## Textauszug
# # # # # # #
Wärmetrend in der Arktis setzt sich fort

Klimaschutzmaßnahmen von Industriestaaten wie der Bundesrepublik Deutschland kommen viel zu spät


Am Nordpol ist es um diese Jahreszeit rund um die Uhr dunkel. Die Sonne schafft es nicht mehr über den Horizont, so daß die Region aus dieser Richtung zur Zeit keine direkte Wärmestrahlung erhält. Deswegen herrschen dort normalerweise Temperaturen von -22 bis -26 Grad Celsius. Nicht so in diesem Jahr. Da zeigt das Thermometer zehn bis zwölf Grad höhere Temperaturen an, und sie könnten um die Weihnachtszeit herum sogar über den Gefrierpunkt klettern, da sich von Ostgrönland her außergewöhnlich warme Luftmassen nach Norden aufgemacht haben. [1]

Mit diesem Wetterextrem setzt sich der diesjährige Trend auf spektakuläre Weise fort. Bereits im November war gemeldet worden, daß sich das arktische Meereis so langsam zurückbildet wie in keinem Winter zuvor. Das warme Wetter sorgt dafür, daß nicht nur die Eisfläche kleiner, sondern auch die Eisdicke dünner bleibt als normalerweise. Damit werden in diesem Winter die besten Voraussetzungen dafür geschaffen, daß sich der Trend im kommenden Jahr fortsetzt - so wie der ungewöhnliche Jahreswechsel 2015/16 die Voraussetzungen für die diesjährigen Extreme geschaffen hat.
# # # # # # #
## Aufgaben
a: Beantworte drei Fragen zum Textauszug:
(i) Welche Temperaturen herrschen am Nordpol um diese Jahreszeit normalerweise?
(ii) Von wo haben sich die außergewöhnlich warmen Luftmassen nach Norden aufgemacht?
(iii) Was war bereits im November über das arktische Meereis gemeldet worden?
b: Aktualisiere im Textauszug die Stelle, die bei "Mit diesem Wetterextrem" anfängt und bei "Extreme geschaffen hat." aufhört, indem du "Meereis" durch "Packeis" ersetzt.
Die Zeilen braucht man hierfür nicht.

## Datensatzauszug
# # # # # # #
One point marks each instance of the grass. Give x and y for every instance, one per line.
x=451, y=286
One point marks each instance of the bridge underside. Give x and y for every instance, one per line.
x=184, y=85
# # # # # # #
## Lösungen
a:
(i) -22 bis -26 Grad Celsius
(ii) Von Ostgrönland
(iii) Dass es sich so langsam zurückbildet wie in keinem Winter zuvor

b:
Mit diesem Wetterextrem setzt sich der diesjährige Trend auf spektakuläre Weise fort. Bereits im November war gemeldet worden, daß sich das arktische Packeis so langsam zurückbildet wie in keinem Winter zuvor. Das warme Wetter sorgt dafür, daß nicht nur die Eisfläche kleiner, sondern auch die Eisdicke dünner bleibt als normalerweise. Damit werden in diesem Winter die besten Voraussetzungen dafür geschaffen, daß sich der Trend im kommenden Jahr fortsetzt - so wie der ungewöhnliche Jahreswechsel 2015/16 die Voraussetzungen für die diesjährigen Extreme geschaffen hat.